STORED DATA>
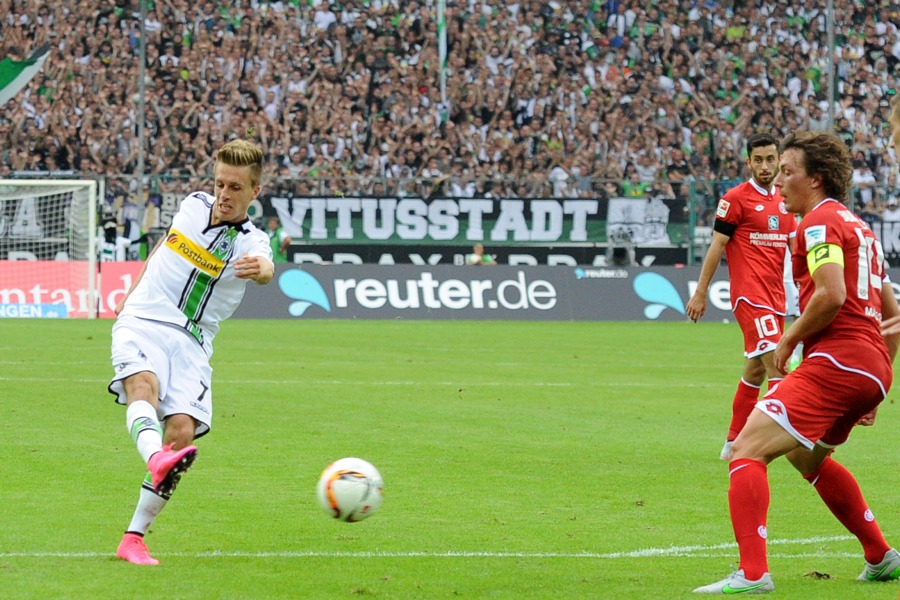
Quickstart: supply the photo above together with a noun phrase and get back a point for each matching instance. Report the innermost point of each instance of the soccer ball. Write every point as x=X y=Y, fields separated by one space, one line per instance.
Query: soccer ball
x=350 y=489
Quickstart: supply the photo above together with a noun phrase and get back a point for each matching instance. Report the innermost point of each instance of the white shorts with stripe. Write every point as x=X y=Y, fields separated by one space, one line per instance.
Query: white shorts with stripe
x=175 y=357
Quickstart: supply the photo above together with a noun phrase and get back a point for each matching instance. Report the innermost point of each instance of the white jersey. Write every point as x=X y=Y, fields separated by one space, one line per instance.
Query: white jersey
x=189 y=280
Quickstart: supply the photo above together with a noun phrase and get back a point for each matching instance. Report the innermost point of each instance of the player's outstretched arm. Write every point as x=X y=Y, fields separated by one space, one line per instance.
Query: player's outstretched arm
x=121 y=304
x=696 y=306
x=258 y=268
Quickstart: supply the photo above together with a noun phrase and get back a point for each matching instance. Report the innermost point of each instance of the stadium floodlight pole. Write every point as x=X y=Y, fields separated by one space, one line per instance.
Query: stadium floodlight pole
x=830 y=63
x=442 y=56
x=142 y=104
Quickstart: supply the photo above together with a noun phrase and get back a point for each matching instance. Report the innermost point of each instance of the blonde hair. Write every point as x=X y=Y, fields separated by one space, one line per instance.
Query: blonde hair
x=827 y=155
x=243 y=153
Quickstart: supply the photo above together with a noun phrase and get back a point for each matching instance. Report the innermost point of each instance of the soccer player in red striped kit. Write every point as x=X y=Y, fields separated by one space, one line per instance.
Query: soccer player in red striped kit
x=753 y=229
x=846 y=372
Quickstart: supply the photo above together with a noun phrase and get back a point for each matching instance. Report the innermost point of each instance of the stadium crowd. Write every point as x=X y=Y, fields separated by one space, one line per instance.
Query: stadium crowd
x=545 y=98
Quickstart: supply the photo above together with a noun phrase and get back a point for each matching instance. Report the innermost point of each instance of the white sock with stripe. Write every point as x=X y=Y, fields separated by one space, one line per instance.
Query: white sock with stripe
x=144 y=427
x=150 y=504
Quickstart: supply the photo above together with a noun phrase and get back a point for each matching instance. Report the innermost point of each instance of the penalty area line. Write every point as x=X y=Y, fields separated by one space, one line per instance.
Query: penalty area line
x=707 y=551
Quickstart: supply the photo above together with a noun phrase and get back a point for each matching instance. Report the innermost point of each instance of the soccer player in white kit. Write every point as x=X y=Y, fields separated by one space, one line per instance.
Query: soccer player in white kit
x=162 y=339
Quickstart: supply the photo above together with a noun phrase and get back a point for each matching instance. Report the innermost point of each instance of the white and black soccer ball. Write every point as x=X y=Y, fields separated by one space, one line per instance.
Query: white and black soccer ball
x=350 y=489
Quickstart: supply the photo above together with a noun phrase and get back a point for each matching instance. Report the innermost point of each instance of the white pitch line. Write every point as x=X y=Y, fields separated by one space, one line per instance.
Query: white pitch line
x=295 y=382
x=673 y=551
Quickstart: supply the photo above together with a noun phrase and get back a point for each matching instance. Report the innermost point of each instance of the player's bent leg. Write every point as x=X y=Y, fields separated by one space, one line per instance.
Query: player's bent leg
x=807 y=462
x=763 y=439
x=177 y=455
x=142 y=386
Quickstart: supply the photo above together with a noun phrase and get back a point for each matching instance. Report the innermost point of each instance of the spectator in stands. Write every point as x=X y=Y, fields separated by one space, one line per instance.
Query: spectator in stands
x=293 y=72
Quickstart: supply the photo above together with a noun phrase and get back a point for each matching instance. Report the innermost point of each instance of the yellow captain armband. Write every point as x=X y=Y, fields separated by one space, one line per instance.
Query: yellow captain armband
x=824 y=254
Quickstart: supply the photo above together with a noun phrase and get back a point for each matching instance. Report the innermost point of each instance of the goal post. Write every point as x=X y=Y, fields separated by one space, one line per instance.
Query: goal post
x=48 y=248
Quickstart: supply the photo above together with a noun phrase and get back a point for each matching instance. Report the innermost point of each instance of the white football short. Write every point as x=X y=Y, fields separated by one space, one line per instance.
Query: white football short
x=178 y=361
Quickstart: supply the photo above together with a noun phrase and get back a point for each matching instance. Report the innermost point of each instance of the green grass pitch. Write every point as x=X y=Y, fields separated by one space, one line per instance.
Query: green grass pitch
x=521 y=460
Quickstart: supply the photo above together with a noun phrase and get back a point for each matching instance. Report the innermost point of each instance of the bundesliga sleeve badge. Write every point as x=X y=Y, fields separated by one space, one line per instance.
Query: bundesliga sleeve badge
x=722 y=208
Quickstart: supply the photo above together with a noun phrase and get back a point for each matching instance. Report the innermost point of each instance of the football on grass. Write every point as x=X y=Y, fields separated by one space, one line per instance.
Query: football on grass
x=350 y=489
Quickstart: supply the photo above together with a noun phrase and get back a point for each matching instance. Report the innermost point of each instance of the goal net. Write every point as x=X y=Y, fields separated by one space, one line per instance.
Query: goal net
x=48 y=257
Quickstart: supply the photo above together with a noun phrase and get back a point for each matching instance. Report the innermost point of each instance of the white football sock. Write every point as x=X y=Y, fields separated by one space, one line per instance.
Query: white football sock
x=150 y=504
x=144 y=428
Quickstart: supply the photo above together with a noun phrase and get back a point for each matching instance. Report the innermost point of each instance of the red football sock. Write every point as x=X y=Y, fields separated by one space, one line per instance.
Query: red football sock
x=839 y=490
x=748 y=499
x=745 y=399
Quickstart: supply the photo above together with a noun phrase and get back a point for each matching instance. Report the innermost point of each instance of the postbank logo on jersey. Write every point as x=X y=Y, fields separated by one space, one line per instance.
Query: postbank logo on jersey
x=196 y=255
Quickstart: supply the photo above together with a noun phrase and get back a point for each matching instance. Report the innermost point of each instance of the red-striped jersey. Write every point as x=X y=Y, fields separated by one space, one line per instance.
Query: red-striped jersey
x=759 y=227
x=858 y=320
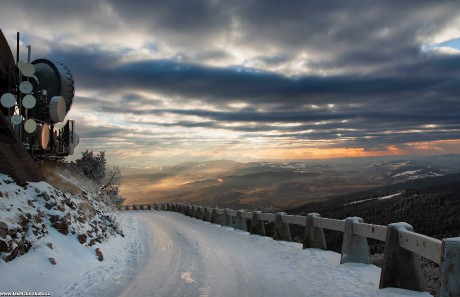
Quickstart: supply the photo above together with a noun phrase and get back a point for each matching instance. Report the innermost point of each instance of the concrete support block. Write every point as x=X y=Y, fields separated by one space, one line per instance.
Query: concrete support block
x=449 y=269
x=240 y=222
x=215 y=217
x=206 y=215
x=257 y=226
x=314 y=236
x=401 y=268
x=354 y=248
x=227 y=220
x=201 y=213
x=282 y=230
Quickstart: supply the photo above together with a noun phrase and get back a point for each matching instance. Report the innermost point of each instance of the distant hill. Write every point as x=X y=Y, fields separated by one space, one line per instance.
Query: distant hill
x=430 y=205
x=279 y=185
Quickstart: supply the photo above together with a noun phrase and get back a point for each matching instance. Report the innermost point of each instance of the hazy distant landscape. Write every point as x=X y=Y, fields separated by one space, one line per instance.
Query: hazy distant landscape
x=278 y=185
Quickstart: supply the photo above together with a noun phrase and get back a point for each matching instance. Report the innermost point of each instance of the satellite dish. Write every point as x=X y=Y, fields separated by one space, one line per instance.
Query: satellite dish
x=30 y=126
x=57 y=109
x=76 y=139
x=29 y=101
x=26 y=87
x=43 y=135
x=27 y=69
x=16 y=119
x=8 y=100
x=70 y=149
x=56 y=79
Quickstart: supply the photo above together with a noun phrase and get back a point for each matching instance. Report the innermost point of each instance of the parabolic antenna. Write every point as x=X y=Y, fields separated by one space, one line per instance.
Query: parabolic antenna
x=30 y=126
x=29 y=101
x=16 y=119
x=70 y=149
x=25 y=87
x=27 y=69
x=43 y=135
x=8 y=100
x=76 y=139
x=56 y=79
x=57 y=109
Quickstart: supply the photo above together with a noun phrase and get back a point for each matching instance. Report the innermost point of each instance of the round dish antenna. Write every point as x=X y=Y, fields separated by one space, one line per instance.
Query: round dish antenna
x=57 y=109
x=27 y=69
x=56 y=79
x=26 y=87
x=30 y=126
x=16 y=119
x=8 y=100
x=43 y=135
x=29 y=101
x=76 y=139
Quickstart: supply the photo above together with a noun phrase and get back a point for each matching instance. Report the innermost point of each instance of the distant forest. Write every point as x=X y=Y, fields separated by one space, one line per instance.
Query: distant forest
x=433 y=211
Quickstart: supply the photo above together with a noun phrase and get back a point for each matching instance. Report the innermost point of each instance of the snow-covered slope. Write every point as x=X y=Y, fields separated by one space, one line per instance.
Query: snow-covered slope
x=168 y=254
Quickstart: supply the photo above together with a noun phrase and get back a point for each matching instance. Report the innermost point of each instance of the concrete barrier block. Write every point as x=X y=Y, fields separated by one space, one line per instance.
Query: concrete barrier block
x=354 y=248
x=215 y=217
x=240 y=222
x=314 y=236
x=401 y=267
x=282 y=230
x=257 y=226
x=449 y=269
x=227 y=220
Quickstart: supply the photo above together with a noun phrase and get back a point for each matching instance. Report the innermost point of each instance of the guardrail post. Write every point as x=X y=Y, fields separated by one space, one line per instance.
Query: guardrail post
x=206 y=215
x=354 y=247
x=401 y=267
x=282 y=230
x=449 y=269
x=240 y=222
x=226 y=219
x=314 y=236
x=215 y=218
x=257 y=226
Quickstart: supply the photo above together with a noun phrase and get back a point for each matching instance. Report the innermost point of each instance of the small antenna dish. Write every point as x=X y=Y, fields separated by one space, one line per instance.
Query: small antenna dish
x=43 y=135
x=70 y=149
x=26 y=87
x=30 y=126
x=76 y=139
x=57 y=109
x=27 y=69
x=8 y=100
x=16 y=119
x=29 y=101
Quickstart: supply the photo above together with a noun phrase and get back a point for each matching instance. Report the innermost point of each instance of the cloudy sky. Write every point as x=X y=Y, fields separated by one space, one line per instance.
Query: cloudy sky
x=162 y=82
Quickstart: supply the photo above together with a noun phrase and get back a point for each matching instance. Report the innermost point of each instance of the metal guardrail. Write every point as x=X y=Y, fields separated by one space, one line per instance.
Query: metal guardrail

THE TASK> Transcribe the records above exactly, beginning at the line that contains "of the bundesliga" and ending with the line that contains "of the postbank", both included, and nothing else.

OUTPUT>
Quickstart: supply the photo above together with a noun phrase and get back a point for each matching instance. Report the innermost point of each instance of the bundesliga sleeve badge. Write every point as x=X y=Y, fields separated by one space, one line per instance.
Query: bundesliga sleeve badge
x=722 y=208
Quickstart: supply the photo above together with a noun phrase and get back a point for each matching instance. Report the innermost point of each instance of the football on grass. Write every point as x=X y=Y, fields separated by one space, one line per instance.
Query: football on grass
x=350 y=489
Quickstart: supply the photo above together with a noun phrase and get back a point for each matching instance. Report the innermost point of each instance of the goal net. Write every point as x=X y=Y, fields separated by one space, one line per instance.
Query: goal net
x=48 y=257
Quickstart: supply the photo above together with a noun phrase and get back a point for each matching instance. Report the innermost point of each instance of the white football sock. Write every point as x=X y=Y, fields separated by one space, one line per instance.
Query: white football sock
x=150 y=504
x=144 y=428
Quickstart: supply the photo above together with a noun phrase and get back a point for each matching instance. Report the innermost point of each instance of the red football sock. Write every point as x=X y=Y, fields separated by one space, one line per instance.
Query: red football sock
x=839 y=490
x=748 y=499
x=745 y=399
Quickstart: supply the photo above together with a noun phrase and get back a point for each matching instance. Report the innermost point of each instance of the postbank logo on jersey. Write every point as x=X y=Y, fields separated by one space, one line per instance.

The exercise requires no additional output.